STATED EXERCISE: Format the lines of the data below as a numbered list, starting with the line that contains "of the thick" and running through the end of the data, with blank lines left out.

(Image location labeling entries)
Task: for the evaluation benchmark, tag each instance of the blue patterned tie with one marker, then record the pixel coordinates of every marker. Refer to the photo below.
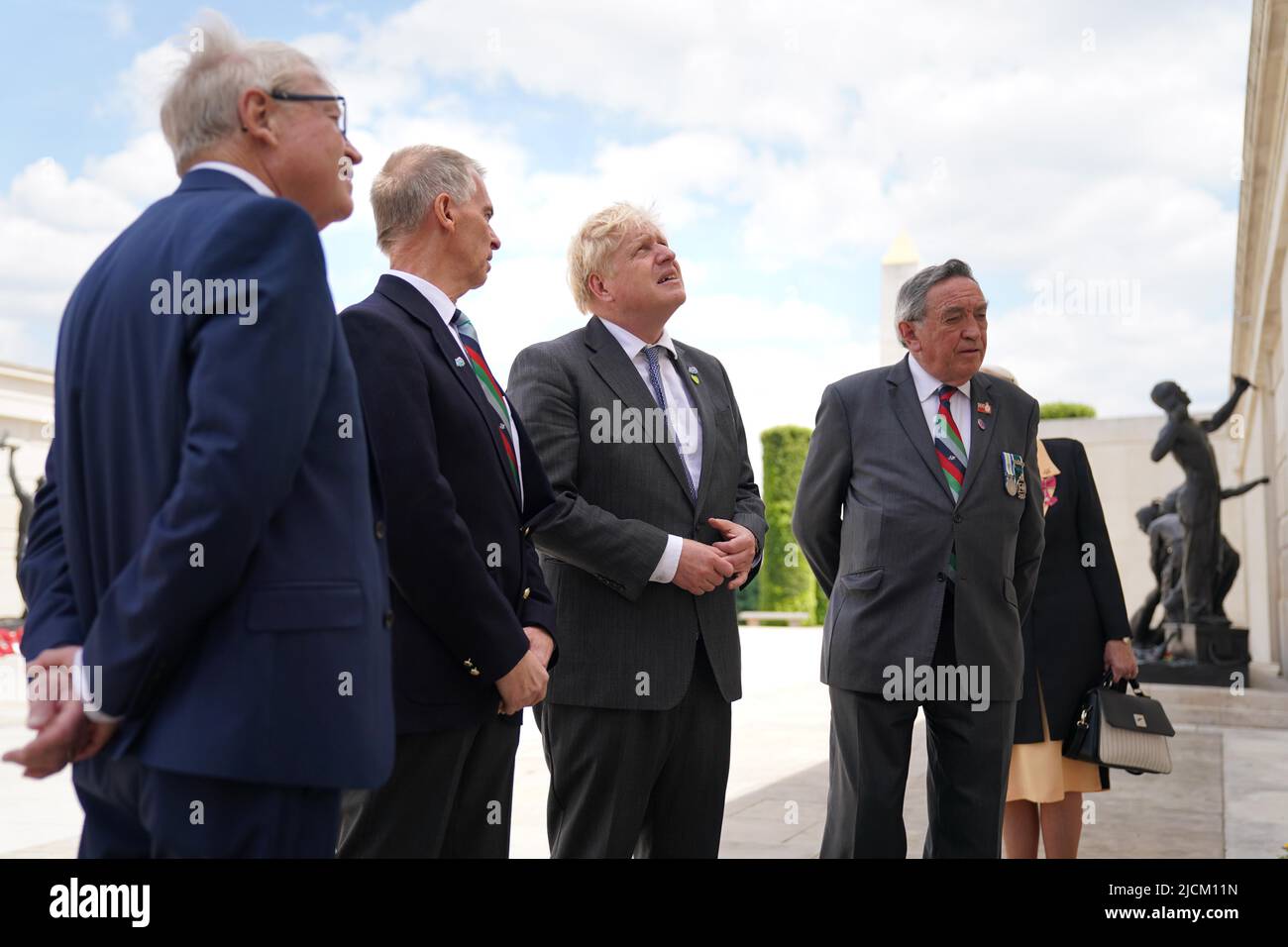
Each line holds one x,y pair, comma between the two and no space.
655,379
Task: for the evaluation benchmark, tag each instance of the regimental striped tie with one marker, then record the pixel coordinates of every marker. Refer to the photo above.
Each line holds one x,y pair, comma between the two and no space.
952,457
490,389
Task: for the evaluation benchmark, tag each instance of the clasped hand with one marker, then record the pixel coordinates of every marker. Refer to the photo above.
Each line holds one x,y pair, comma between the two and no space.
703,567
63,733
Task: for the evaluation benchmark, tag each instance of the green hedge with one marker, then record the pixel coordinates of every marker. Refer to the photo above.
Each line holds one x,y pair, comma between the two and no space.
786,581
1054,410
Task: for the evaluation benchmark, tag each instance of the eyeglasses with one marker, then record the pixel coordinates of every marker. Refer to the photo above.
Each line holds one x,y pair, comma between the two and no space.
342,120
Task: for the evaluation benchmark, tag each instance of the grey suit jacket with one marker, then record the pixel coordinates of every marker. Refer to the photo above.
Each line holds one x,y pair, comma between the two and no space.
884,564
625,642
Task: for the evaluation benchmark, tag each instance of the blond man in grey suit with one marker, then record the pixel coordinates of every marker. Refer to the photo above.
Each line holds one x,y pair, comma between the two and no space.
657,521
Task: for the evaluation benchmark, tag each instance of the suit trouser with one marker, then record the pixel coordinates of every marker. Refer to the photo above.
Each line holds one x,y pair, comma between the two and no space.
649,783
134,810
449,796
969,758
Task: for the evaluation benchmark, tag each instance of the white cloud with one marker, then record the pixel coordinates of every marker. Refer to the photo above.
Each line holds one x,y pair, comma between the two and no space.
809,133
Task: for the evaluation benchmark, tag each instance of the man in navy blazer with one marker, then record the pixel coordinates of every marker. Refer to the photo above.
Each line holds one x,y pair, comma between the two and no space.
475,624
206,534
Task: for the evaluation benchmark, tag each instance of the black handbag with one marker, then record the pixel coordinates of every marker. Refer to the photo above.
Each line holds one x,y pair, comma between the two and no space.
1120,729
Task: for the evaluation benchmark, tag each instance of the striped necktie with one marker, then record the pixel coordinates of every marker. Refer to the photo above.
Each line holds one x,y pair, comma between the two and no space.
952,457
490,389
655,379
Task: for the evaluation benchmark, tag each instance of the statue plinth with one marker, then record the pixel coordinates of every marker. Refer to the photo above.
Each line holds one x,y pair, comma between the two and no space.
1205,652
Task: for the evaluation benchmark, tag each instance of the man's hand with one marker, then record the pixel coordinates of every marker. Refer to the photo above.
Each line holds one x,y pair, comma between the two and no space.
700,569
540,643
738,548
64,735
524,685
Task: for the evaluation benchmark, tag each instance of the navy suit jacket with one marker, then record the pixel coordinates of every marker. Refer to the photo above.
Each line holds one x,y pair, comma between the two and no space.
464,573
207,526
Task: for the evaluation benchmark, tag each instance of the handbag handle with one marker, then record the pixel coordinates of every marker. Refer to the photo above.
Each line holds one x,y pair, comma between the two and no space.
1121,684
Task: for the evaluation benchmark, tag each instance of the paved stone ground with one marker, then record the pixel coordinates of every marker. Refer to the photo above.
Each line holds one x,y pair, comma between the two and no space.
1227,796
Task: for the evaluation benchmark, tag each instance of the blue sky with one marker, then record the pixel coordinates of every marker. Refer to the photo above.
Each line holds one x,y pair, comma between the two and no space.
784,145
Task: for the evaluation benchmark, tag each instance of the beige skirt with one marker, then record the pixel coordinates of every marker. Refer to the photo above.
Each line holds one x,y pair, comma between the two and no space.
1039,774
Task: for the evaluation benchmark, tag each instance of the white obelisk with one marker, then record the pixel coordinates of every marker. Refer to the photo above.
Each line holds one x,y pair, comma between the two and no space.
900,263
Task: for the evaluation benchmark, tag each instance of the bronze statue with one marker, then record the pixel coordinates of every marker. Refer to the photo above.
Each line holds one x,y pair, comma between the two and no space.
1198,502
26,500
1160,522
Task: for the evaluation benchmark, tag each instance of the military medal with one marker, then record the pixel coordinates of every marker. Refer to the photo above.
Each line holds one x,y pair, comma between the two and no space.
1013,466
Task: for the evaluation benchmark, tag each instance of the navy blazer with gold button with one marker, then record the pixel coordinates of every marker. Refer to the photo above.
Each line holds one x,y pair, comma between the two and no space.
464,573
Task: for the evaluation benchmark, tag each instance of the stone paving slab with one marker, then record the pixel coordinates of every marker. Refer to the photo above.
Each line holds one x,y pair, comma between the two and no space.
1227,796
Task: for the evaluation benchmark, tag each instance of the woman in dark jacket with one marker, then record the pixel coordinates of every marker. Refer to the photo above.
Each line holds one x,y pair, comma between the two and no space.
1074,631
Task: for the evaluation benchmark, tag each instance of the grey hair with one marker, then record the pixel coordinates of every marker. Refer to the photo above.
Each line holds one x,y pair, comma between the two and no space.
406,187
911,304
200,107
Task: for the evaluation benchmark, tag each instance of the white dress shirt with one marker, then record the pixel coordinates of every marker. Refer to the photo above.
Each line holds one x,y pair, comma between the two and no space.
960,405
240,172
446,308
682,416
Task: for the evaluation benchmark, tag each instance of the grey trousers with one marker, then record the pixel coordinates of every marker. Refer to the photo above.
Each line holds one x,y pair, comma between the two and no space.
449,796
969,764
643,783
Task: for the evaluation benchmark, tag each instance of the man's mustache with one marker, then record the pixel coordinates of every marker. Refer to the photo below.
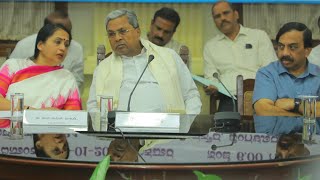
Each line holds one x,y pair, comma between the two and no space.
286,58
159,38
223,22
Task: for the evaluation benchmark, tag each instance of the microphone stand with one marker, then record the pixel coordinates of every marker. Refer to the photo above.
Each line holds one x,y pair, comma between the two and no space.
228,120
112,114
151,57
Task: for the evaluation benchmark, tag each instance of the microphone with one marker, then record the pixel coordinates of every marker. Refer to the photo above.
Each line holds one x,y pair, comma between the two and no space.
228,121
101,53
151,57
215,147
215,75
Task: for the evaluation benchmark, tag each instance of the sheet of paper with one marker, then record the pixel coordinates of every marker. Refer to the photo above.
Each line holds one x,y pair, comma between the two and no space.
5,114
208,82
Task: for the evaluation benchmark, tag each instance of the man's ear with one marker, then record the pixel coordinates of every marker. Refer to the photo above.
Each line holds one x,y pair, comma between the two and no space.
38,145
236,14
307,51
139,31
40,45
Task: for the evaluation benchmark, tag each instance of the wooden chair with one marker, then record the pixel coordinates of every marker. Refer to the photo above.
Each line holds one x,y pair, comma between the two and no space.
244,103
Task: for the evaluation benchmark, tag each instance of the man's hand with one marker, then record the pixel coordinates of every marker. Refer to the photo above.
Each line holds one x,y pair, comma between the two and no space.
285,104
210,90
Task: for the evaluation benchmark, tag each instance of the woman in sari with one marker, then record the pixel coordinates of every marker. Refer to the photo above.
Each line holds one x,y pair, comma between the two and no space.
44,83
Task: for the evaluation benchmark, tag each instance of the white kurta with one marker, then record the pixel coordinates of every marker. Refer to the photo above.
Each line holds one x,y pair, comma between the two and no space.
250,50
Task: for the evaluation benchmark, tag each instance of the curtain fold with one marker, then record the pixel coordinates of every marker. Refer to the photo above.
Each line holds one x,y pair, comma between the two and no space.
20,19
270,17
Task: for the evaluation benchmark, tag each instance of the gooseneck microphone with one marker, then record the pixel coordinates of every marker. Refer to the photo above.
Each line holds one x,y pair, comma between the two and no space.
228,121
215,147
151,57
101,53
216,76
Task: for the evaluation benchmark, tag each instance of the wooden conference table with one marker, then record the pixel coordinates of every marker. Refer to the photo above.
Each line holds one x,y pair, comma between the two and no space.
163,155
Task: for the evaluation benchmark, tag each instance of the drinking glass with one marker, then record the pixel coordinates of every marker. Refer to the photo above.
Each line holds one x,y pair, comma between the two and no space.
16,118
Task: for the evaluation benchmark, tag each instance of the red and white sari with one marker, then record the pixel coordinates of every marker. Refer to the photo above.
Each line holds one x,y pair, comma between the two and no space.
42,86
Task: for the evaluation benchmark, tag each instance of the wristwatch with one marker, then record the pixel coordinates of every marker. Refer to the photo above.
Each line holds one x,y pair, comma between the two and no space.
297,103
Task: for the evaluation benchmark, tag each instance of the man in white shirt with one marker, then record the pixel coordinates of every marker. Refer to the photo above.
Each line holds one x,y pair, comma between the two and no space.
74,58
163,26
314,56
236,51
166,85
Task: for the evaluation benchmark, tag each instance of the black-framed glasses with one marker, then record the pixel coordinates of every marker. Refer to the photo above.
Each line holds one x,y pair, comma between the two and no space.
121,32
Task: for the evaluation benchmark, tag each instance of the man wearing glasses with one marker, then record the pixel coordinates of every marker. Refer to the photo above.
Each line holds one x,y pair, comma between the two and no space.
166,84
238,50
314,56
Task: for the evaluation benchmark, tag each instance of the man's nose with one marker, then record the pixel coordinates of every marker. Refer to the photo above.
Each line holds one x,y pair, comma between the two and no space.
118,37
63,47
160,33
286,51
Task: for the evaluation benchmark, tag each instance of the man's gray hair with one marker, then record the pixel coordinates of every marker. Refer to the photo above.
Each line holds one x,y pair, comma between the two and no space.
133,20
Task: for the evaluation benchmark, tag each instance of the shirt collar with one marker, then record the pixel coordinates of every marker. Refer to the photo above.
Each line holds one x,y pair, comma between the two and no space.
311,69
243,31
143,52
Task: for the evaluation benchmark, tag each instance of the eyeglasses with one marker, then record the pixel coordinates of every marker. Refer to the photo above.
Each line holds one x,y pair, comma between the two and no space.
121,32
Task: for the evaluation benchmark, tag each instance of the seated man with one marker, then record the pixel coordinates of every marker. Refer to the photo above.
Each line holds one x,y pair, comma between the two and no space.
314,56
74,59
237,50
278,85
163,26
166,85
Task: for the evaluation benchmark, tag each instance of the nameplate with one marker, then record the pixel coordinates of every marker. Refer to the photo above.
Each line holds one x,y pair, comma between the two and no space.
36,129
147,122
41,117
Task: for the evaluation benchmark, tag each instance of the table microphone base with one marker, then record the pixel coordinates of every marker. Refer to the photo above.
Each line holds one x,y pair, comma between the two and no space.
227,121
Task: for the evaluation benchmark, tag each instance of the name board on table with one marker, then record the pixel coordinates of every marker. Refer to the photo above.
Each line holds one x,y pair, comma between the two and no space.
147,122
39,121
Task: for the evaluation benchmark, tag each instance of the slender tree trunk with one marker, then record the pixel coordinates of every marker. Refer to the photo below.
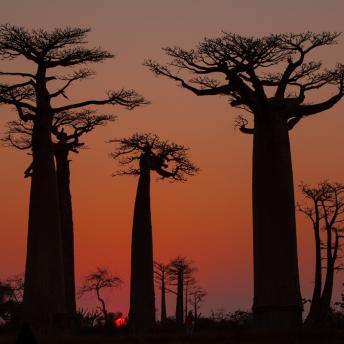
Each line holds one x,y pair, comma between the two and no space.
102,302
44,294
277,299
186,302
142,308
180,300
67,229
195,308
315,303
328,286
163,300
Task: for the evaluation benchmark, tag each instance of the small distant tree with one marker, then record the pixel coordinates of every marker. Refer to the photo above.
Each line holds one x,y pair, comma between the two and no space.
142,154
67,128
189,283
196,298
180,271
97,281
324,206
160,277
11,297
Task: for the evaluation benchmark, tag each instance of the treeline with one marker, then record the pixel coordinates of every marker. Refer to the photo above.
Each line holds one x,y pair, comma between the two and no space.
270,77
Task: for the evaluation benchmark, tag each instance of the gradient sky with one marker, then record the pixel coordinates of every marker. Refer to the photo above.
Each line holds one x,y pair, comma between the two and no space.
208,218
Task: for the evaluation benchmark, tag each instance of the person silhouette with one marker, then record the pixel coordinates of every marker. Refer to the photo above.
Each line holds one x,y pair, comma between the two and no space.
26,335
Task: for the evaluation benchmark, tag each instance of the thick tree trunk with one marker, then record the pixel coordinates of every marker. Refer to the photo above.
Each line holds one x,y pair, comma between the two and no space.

WRITTEN SOLUTION:
1. Task: for the evaluation benchmark, tag each instance of the thick tree trunk with one marker, then record the pixel coordinates of every marker. Refer to the photo above.
2. Each line holds one x,y pair, comma between the two and no space.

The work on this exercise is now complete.